TEXT SHOWN |
+++++

Sun Nov 25, 2007 10:42PM EST
See Comments (23)
Last week, Amazon's Kindle made a huge splash, with pundits galore (including myself) making bold pronouncements about the device without having touched it. Well, I've had one for several days now and have refined my opinions on the device. Is it worth $400 of your holiday (or personal) shopping budget? Read on.
First, I would be remiss without saying that, yes, the Kindle looks much better in person than it does in photos. Considerably better. The problem in pictures is really that gray-looking section on the right side. That is actually a trick of light in photos. In reality, the Kindle is all white with the exception of the rubberized panel on the backside (which helps you grip it), and it honestly looks quite attractive on the whole once you have one in your sweaty palms. Yes, there's room for improvement: The odd angles (meant, I'm guessing, to evoke a paperback book with the cover folded back) are kind of goofy, and the swirling keypad buttons are just silly. That said, you almost never touch those buttons in daily use: The previous and next page buttons and the click wheel are about it.
After a quick bit of training as you read the manual (preloaded on the device), Kindle (which I invariably call "Kimble") becomes fairly intuitive. There's a vertical bar next to the screen, and you use the scroll wheel to move a silvery icon up and down that bar. When it's next to a menu option you want or a sentence you want to bookmark, you click the wheel for additional options. But reading a book, once purchased through a brainlessly simple process, is largely a matter of clicking "next page" until you reach the end.

+++++

Point labeling dataset excerpts |

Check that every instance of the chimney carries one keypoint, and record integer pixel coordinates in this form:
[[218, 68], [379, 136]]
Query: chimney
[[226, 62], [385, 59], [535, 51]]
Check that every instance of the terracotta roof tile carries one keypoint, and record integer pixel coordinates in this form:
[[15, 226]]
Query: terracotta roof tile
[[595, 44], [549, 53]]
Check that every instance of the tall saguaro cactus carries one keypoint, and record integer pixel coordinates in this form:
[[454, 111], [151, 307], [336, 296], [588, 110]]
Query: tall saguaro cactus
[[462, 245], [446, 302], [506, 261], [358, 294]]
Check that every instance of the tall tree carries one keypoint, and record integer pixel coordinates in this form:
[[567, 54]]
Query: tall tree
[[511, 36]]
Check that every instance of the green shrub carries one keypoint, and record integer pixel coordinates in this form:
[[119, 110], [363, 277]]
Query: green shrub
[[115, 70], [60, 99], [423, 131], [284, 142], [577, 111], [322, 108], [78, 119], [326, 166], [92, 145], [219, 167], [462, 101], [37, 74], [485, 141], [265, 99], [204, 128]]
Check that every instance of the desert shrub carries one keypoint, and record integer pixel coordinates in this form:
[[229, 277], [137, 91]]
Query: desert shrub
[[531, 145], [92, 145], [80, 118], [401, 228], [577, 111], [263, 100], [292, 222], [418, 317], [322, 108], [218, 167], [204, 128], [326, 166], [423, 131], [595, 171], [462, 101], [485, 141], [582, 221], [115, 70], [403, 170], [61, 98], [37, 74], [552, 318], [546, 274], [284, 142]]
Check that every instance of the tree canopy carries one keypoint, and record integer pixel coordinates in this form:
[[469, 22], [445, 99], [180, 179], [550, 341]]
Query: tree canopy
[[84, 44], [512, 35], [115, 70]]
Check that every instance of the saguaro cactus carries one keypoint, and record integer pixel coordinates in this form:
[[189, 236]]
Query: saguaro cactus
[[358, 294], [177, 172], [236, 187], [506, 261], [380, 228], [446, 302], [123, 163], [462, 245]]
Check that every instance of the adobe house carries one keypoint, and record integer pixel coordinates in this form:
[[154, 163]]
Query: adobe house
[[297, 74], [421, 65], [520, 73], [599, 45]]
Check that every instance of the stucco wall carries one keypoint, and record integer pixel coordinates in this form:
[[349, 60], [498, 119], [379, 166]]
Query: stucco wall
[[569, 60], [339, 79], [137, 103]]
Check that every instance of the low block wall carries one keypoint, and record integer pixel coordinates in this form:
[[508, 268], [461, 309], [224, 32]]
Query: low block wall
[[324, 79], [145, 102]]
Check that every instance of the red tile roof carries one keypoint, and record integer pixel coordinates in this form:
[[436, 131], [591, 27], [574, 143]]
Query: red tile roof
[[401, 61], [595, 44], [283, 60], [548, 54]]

+++++

TASK REQUIREMENTS |
In the Kindle review, which part of the device is described as not being white?

ANSWER TO THE PROBLEM |
The rubberized panel on the backside, which helps you grip it.